## Passage to read
The most common business turns include: acquisitions, cost pressures, shifts in consumer demand, recession, trade wars, digital disruption. In these turns, costs of labor or materials can spike, new competitors can enter the market, and sales could plummet. With more companies being digital first, this is no longer a differentiator. As a result, these companies are vulnerable to finding business relevance as well. 

How to Stay Healthy During Disruptive Turns

Gartner found that fit organizations exhibit specific capabilities during business disruption. It suggests that the IT organizations need to tackle these three categories to help push the organization through uncertainty:

  • Alignment
  • Anticipation
  • Adaptability
    Gartner Business IT Results

How Can I Improve IT/Business Alignment?

Alignment comes down to vocabulary. To understand alignment, try this. Ask everyone in your department to draw a chair. Take a look at the drawings and you will most likely agree that everyone drew a chair. However, add up all the variations of ones that look like office chairs, lounge chairs, gaming chairs. Were there chairs with arms, or without? What about the rollers of the chairs? Size? We can all draw a chair, and look at other people's chairs and agree they're chairs. But if you do not define a common vocabulary (what we mean when we say chair) and what that vocabulary means, everyone else in the room is imagining a different chair. This is having alignment. To move the company forward, not only does IT need to be aligned with the business, but also with itself.

The languages we speak within the IT department can include:

  • Process language
  • Coding language
  • Service Management language

When you ask your team, "Did we hit our KPIs", you need to expect that everyone knows exactly what you are talking about. It's not enough to say the right things,  but everyone in the room needs to understand what that means.

How do you attain alignment?

The first step to attaining alignment is to choose a methodology that is going to fit your organizations culture & style. Have strategic alignment sessions to determine what is right. For example, many IT departments adopt ITIL as a service management language. The code that your automation runs in may be in a particular language. And the business may be bought into certain Project Management or Lean Six Sigma methodologies. There are many different areas that the organization can choose to align, but figuring out the best fit for your company is the first step.

The next step is fairly simple, but often forgotten, commit. You need to commit to the methodology and language, and train everybody on it. If there is any body that doesn't know what the "chair" is supposed to look like or isn't sure what "hitting our KPIs" means, then alignment is off. Everybody needs to speak the same language. Yes, everybody.

Anticipating Business Uncertainty

There are 2 types of organizations when it comes to organizational development:

  1. Proactive
  2. Reactive

Most organizations are reactive. Lou Markstrom with CIO.com even goes so far as to say that IT is the organization and with anticipation, "IT can go from 'supplying the business', to 'we are the business', to 'leading the business'.

## Task list
[1] In the passage on business disruption, which three categories does Gartner say IT organizations need to tackle?
[2] Write out everything in the passage on business disruption from "When you ask" down to "you attain alignment?".

[Point annotation entries]
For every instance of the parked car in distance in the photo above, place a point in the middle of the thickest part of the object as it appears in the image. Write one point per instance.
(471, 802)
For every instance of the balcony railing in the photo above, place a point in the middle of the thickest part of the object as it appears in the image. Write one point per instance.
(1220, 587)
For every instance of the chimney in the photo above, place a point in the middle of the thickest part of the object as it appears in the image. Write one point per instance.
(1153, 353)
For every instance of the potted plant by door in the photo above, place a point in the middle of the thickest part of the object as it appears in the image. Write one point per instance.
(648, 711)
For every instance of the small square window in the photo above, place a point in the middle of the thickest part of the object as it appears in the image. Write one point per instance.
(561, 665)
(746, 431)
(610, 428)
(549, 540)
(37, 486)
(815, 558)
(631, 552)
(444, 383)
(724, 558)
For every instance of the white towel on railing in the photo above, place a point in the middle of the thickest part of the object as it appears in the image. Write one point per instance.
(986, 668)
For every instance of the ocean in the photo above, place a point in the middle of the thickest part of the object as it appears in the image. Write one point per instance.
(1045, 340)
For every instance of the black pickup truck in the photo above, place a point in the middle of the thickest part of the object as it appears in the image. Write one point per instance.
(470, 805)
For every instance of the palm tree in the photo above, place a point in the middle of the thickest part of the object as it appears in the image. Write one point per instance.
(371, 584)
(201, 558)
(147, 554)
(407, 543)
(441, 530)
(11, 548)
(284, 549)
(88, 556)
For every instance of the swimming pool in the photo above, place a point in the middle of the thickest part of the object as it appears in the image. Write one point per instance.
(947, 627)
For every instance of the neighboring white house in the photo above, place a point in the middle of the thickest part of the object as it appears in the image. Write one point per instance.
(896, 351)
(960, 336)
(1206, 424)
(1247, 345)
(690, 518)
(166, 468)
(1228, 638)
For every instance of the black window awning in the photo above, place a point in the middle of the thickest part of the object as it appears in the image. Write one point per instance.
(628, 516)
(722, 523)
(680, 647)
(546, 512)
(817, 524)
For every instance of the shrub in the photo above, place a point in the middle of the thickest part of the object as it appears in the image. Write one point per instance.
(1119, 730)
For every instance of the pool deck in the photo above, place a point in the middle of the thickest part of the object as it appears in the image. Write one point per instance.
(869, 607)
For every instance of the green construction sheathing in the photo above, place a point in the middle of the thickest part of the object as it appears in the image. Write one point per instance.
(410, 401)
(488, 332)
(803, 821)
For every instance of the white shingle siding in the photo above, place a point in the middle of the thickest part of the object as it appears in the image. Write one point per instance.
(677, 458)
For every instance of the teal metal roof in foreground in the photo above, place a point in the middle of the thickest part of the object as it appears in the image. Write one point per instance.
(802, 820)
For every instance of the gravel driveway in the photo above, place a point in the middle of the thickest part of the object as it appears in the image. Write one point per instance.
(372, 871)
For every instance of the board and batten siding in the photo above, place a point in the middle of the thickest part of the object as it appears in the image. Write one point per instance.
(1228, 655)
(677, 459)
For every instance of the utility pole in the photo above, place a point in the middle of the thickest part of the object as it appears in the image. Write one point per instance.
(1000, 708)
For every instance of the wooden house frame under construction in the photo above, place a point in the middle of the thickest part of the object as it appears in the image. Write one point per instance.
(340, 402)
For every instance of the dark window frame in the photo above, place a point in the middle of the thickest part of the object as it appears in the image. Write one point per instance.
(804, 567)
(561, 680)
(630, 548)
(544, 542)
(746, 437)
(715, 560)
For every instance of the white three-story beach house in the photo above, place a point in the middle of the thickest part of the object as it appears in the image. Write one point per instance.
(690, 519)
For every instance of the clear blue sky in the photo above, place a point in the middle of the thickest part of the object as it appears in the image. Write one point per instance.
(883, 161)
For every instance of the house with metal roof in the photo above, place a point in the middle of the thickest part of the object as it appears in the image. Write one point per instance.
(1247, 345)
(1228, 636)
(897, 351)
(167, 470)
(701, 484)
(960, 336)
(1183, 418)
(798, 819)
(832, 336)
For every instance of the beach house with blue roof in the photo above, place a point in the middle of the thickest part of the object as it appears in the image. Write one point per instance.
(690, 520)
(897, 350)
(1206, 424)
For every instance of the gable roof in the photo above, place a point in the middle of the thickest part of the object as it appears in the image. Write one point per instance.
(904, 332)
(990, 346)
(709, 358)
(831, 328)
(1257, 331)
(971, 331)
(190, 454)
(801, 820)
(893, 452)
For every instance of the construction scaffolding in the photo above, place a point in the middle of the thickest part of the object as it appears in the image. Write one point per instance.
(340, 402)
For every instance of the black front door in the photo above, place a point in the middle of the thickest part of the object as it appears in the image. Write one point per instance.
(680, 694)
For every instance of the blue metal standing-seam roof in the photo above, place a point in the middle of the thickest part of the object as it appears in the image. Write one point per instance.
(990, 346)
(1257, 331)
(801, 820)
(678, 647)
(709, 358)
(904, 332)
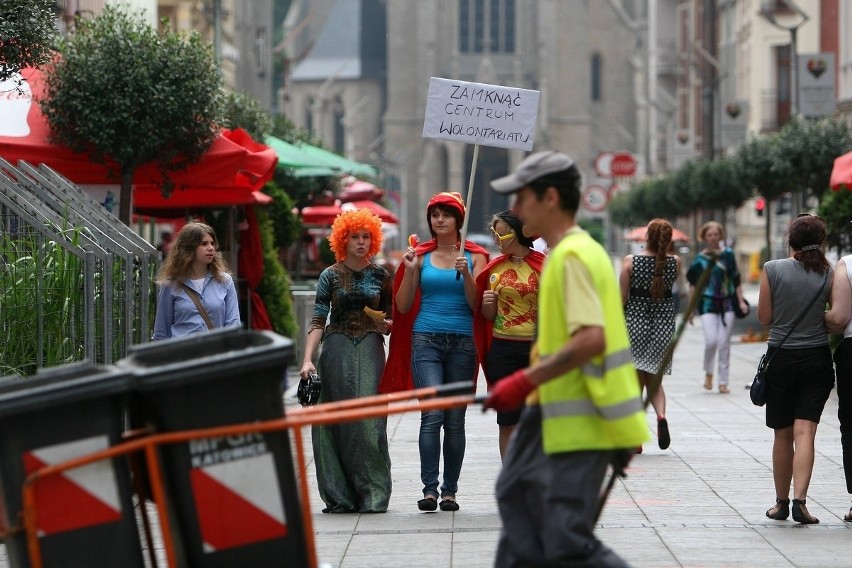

## Answer list
[1] Alignment, anticipation, and adaptability.

[2]
When you ask your team, "Did we hit our KPIs", you need to expect that everyone knows exactly what you are talking about. It's not enough to say the right things,  but everyone in the room needs to understand what that means.

How do you attain alignment?